**What you should do**
Please write out exactly the lines of the data below from the line holding "Target: black face mask" through the line holding "Guideline: for each instance of the woman in pink", and leave out the rest.
** Available data follows **
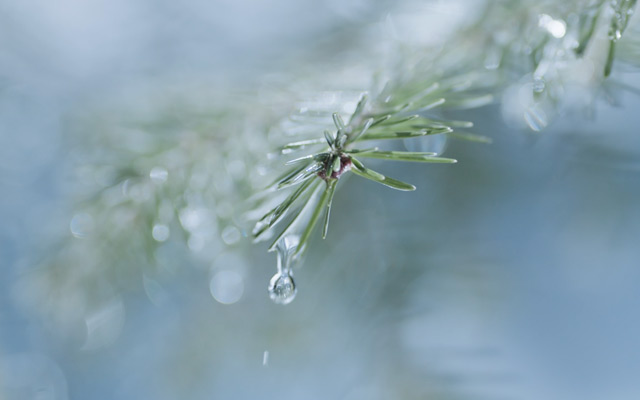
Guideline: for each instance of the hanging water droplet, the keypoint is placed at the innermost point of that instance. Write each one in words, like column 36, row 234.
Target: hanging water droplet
column 282, row 288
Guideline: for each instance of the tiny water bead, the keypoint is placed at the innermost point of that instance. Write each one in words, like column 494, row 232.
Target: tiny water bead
column 282, row 288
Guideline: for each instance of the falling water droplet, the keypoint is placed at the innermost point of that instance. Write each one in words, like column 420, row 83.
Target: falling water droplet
column 282, row 288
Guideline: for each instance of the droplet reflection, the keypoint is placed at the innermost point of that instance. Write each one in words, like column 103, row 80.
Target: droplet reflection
column 282, row 288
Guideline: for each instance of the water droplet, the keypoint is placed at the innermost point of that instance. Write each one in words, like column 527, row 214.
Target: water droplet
column 282, row 288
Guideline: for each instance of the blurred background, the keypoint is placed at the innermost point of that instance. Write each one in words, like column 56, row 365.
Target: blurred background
column 130, row 131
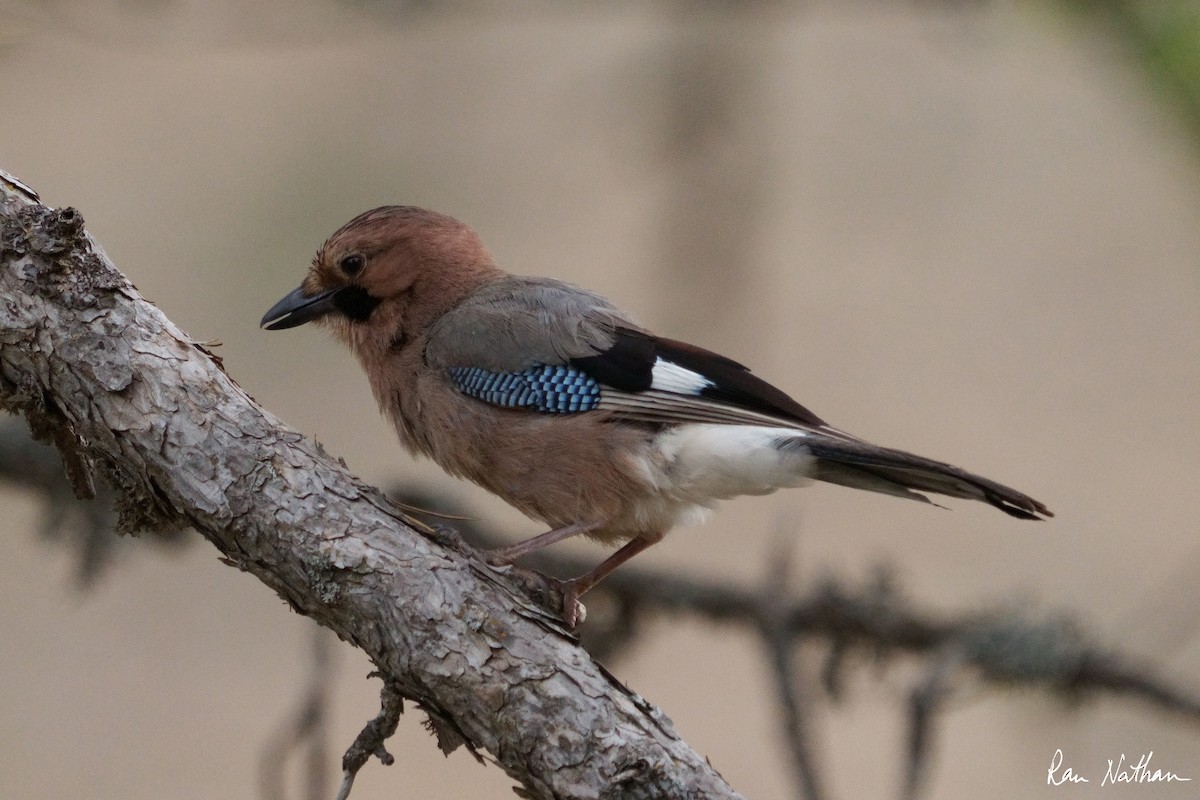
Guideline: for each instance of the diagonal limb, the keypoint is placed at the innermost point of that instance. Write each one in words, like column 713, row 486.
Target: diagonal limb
column 510, row 554
column 575, row 588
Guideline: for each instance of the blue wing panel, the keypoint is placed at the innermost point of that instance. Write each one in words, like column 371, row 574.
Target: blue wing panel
column 541, row 388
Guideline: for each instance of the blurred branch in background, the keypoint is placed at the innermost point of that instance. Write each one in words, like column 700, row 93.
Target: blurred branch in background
column 82, row 527
column 841, row 625
column 831, row 625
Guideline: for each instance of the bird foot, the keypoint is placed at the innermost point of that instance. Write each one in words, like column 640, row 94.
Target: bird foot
column 574, row 612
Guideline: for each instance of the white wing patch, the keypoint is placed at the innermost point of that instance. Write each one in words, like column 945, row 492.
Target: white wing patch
column 670, row 377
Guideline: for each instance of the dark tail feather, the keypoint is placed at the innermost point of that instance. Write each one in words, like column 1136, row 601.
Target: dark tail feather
column 893, row 471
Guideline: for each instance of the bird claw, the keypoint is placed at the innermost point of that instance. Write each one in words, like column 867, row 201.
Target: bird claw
column 574, row 612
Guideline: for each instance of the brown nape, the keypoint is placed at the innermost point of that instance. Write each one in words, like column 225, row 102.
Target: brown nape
column 417, row 263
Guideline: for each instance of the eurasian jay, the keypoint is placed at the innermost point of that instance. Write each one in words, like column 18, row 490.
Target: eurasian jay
column 557, row 401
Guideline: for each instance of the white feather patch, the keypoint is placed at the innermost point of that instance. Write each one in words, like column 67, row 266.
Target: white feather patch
column 670, row 377
column 712, row 462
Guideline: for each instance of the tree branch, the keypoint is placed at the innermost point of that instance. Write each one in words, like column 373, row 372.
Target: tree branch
column 120, row 390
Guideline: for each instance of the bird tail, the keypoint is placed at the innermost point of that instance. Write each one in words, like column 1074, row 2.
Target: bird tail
column 863, row 465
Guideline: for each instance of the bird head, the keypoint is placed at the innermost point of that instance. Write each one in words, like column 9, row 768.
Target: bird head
column 387, row 270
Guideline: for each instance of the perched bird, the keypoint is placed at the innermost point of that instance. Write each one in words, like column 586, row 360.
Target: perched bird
column 557, row 401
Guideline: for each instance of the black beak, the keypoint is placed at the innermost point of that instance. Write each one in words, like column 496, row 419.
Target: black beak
column 298, row 308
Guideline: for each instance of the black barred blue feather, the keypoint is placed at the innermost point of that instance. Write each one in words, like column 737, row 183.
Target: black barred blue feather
column 544, row 388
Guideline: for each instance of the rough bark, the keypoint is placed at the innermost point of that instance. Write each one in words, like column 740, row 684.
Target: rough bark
column 124, row 392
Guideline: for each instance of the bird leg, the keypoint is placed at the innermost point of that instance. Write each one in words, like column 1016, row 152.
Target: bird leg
column 575, row 588
column 510, row 554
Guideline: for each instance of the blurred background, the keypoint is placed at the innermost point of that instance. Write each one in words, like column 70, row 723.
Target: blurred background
column 966, row 229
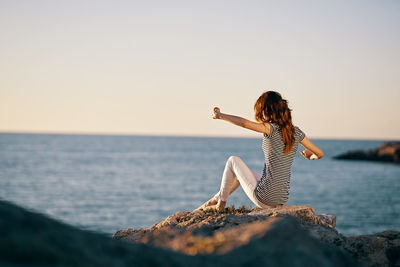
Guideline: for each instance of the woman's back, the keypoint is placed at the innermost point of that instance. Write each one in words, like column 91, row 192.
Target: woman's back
column 274, row 186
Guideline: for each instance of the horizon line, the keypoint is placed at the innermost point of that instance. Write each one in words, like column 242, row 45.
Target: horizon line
column 180, row 135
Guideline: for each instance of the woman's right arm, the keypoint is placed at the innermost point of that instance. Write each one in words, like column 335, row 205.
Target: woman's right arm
column 311, row 149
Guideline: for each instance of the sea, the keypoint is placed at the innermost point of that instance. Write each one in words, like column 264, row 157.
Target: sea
column 105, row 183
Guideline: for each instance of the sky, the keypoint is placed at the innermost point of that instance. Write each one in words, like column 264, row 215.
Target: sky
column 159, row 67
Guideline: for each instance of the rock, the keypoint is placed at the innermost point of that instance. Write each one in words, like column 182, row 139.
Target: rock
column 387, row 152
column 32, row 239
column 272, row 236
column 305, row 213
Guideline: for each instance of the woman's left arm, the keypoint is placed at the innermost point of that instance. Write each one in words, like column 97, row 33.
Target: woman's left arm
column 242, row 122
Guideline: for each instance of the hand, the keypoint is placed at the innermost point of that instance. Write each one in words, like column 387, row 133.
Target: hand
column 216, row 113
column 308, row 154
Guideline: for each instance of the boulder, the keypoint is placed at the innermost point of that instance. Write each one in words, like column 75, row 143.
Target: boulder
column 292, row 232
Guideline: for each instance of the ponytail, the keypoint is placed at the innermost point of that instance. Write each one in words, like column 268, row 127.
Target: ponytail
column 272, row 108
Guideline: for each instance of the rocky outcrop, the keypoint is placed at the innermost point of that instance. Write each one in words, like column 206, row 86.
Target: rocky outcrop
column 294, row 231
column 387, row 152
column 31, row 239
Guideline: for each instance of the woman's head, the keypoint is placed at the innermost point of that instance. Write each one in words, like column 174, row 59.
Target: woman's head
column 270, row 107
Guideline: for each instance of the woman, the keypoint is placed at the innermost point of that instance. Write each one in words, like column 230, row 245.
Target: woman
column 280, row 143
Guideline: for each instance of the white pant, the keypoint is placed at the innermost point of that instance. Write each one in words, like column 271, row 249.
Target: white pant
column 237, row 173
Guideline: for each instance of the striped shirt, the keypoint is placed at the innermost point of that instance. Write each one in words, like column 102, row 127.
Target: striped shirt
column 273, row 187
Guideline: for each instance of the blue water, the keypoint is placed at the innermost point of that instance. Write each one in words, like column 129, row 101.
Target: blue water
column 106, row 183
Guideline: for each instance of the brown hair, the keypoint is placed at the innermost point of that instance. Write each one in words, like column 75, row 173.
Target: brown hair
column 270, row 107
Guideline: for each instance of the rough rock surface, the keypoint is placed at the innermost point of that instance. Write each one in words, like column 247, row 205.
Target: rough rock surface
column 387, row 152
column 31, row 239
column 294, row 231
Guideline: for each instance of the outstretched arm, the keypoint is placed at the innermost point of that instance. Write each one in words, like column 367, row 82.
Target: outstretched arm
column 312, row 151
column 242, row 122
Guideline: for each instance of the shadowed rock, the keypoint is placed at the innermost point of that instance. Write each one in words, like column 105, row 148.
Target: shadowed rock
column 283, row 230
column 387, row 152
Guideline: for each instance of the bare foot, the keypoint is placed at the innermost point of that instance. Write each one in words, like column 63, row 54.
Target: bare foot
column 221, row 205
column 210, row 202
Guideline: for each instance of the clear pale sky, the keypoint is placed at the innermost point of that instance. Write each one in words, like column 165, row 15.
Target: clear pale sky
column 159, row 67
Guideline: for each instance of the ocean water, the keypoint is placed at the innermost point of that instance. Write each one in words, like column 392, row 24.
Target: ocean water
column 107, row 183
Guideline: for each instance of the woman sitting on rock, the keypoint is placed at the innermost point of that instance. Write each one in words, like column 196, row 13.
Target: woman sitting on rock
column 280, row 143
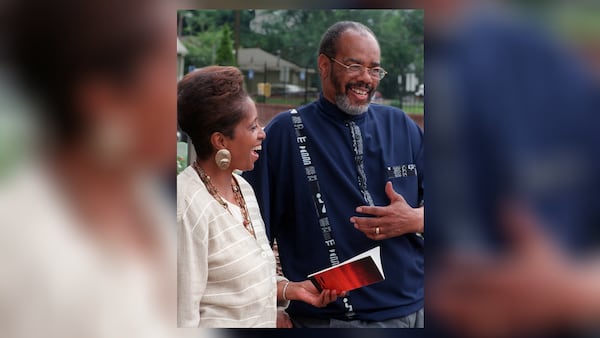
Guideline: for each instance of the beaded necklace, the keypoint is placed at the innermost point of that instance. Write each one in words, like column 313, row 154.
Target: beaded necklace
column 237, row 193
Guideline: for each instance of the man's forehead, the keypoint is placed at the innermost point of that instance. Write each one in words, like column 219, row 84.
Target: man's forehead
column 354, row 42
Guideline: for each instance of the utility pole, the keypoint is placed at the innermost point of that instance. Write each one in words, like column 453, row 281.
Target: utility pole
column 237, row 35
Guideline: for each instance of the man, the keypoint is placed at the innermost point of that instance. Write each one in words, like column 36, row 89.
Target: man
column 341, row 176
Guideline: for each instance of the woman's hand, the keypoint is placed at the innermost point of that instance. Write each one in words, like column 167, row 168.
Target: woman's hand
column 306, row 291
column 283, row 320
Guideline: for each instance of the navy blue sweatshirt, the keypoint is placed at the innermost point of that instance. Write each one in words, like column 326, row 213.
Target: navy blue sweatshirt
column 392, row 151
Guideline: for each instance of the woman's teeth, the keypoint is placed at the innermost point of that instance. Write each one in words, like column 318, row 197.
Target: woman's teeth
column 359, row 91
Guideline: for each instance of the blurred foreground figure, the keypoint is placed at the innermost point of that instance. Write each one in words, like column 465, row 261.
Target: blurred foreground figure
column 86, row 235
column 514, row 227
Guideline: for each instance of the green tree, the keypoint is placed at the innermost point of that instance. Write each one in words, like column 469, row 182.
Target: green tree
column 225, row 56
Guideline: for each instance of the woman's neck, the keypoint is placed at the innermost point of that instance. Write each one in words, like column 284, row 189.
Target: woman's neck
column 220, row 179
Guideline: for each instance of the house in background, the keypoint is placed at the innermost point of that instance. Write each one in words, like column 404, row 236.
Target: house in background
column 279, row 72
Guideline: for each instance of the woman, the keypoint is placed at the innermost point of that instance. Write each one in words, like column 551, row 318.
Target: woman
column 226, row 267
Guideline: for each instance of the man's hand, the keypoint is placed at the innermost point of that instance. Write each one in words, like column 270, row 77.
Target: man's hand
column 307, row 292
column 393, row 220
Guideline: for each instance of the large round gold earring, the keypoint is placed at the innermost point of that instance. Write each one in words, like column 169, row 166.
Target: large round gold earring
column 223, row 159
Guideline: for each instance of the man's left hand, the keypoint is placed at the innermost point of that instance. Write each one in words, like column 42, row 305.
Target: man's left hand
column 396, row 219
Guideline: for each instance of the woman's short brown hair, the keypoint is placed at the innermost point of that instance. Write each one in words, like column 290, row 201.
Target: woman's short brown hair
column 210, row 99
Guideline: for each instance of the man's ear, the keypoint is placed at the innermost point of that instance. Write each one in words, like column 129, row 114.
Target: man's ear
column 323, row 64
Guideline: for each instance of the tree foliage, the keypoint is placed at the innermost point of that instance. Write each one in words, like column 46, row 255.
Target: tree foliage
column 295, row 34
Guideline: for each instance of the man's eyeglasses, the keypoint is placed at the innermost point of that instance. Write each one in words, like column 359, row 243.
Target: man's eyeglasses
column 375, row 72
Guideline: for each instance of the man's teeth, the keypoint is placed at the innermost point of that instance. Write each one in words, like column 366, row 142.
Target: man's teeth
column 359, row 91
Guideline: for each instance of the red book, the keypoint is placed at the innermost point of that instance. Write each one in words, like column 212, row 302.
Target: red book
column 358, row 271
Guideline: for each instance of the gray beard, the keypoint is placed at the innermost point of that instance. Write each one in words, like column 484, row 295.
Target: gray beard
column 344, row 104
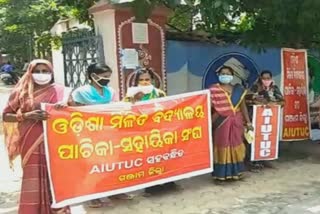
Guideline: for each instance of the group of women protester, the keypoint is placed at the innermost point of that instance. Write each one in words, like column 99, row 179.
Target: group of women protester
column 230, row 116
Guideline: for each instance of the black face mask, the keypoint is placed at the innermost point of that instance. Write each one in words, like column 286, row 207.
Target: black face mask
column 103, row 82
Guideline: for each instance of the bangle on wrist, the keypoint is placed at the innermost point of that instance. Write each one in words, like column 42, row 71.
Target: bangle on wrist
column 20, row 116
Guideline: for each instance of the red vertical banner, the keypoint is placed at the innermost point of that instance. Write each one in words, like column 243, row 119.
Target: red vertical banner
column 266, row 122
column 296, row 123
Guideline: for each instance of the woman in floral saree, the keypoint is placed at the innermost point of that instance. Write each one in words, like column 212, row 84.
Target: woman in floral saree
column 146, row 77
column 229, row 114
column 24, row 113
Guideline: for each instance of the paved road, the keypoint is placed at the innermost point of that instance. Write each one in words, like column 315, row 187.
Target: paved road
column 292, row 188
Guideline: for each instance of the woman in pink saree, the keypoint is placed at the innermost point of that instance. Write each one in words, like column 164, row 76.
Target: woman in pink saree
column 228, row 118
column 23, row 112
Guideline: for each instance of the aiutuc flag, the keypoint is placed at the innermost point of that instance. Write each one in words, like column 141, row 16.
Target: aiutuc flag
column 266, row 122
column 296, row 114
column 99, row 151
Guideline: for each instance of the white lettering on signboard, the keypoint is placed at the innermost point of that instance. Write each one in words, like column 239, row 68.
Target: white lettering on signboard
column 266, row 130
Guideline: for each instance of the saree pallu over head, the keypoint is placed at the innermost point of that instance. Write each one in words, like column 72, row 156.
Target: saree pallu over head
column 224, row 104
column 20, row 137
column 229, row 150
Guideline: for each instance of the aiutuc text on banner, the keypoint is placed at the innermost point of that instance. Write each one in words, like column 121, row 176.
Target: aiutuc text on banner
column 296, row 124
column 266, row 122
column 98, row 151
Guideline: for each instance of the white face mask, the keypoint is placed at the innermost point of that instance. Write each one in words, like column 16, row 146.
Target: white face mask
column 42, row 79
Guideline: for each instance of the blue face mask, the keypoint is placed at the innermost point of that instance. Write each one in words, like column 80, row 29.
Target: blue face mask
column 225, row 79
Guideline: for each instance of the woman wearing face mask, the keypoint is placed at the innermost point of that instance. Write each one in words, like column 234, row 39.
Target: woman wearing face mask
column 229, row 112
column 97, row 92
column 264, row 92
column 145, row 77
column 23, row 112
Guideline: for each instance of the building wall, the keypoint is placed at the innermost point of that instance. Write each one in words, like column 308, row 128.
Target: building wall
column 191, row 65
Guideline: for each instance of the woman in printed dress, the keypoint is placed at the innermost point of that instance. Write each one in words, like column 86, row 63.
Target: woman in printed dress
column 24, row 134
column 228, row 117
column 146, row 77
column 95, row 93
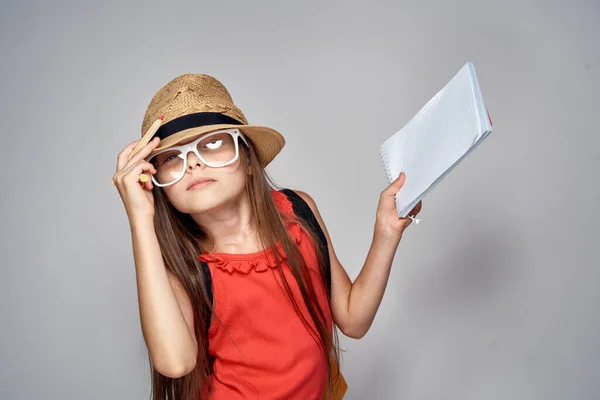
** End of Available data **
**Answer space**
Target: black face mask
column 103, row 82
Guideline: for each instance of the bangle on wrist, the keypoint is placed at the innermost point of that instance. Write each one in words, like column 42, row 71.
Target: bangle on wrist
column 20, row 116
Guideline: for each instance of the red vertical banner, the keypoint is placed at the innermost point of that instance. Write each one in words, like column 243, row 119.
Target: red vertical banner
column 266, row 122
column 296, row 123
Guideline: for each instance of the woman in floral saree, the keypoint is placed at the innermost point of that instance. Write each one in words, like column 212, row 84.
Target: woman in floral saree
column 146, row 77
column 229, row 114
column 24, row 113
Guideline: for each instance of the paved road, the keypoint is placed at the innermost point of that instance. Write each one in words, like column 315, row 187.
Target: paved road
column 292, row 188
Guideline: for each instance of the woman in pink saree, the keypoint is placed at the innermost point of that instance. Write each one in words, like column 164, row 76.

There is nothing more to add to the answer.